▶ TASK DETAILS: Please write out the lines of the listing below, from the line containing "leg, it would be much appreciated." through the final line of the listing, both included, character for character.

- - - -

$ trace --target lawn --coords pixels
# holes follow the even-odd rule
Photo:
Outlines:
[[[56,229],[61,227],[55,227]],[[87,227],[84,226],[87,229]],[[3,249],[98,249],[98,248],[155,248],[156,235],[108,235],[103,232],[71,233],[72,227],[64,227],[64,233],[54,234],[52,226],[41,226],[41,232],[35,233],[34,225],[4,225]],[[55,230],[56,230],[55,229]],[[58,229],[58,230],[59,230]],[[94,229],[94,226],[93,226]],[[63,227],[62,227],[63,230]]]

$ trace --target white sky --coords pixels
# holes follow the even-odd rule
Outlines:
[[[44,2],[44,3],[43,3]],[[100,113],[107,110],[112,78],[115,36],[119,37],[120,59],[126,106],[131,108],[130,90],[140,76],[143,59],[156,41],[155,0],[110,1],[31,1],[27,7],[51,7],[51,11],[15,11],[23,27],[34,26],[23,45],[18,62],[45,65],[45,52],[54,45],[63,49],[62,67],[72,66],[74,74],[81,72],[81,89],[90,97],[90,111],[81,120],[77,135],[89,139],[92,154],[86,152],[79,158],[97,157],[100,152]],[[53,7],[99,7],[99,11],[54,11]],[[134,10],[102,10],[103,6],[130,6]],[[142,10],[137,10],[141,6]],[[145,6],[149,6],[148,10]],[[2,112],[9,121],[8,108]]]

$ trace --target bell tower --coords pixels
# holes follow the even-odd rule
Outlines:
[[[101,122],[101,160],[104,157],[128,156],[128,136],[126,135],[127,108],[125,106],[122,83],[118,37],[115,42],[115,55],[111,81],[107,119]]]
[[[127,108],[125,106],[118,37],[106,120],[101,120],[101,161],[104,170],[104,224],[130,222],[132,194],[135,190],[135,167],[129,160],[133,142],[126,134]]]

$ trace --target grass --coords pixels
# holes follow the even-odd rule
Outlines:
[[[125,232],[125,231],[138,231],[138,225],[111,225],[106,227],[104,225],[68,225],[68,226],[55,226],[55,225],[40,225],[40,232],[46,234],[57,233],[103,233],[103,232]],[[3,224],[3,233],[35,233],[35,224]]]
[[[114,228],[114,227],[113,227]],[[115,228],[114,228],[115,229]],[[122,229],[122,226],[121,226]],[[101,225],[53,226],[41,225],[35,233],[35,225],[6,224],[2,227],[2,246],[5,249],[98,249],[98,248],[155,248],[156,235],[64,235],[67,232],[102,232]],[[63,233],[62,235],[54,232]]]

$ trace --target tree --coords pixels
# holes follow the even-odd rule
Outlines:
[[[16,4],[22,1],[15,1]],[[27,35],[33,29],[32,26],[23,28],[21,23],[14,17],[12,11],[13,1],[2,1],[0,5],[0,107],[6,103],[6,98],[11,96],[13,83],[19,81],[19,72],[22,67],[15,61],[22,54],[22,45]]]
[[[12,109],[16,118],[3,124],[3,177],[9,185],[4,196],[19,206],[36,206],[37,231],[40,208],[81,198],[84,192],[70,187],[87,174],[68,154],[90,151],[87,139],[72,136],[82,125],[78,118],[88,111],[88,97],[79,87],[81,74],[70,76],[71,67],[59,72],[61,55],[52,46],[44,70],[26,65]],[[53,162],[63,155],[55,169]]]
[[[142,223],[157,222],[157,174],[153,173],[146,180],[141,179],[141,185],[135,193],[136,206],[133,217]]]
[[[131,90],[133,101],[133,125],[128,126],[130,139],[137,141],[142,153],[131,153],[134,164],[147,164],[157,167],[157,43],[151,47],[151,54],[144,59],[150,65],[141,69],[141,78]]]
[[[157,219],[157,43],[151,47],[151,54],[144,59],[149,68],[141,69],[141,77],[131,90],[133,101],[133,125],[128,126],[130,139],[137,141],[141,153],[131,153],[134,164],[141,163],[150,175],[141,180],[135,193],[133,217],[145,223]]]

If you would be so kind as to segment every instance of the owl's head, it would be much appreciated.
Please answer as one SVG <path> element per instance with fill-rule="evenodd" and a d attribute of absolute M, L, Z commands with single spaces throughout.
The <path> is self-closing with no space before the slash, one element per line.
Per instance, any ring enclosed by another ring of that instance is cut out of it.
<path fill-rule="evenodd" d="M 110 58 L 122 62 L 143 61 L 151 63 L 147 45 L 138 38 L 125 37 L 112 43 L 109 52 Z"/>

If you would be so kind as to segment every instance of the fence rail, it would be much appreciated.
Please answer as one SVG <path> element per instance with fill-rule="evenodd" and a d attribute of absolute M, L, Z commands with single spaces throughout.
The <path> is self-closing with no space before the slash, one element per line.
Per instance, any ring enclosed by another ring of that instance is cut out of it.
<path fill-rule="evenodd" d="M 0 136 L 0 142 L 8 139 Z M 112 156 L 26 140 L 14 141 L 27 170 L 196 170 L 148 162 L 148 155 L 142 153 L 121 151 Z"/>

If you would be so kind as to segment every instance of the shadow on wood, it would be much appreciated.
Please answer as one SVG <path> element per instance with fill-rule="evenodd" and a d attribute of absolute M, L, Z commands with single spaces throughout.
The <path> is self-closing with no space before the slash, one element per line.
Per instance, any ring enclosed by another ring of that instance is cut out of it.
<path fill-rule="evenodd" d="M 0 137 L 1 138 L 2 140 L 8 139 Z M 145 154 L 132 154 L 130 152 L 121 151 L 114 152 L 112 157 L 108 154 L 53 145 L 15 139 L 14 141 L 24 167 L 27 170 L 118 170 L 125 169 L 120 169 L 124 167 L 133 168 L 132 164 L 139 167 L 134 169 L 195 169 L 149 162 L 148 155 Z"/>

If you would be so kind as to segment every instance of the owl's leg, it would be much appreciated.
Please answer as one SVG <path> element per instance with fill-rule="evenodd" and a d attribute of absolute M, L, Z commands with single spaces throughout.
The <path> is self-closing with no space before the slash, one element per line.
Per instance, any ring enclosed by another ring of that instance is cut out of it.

- - - -

▶ OUTPUT OF THE EXERCISE:
If you would be so kind as to segment every instance of the owl's leg, it would be much appreciated.
Please answer as one SVG <path> element per instance with fill-rule="evenodd" and a d attribute of absolute M, L, Z commands with single spaces throughout.
The <path> is self-closing with no space before the slash, one element per line.
Per instance, any ring enclosed by another ring of that instance is cut out of it.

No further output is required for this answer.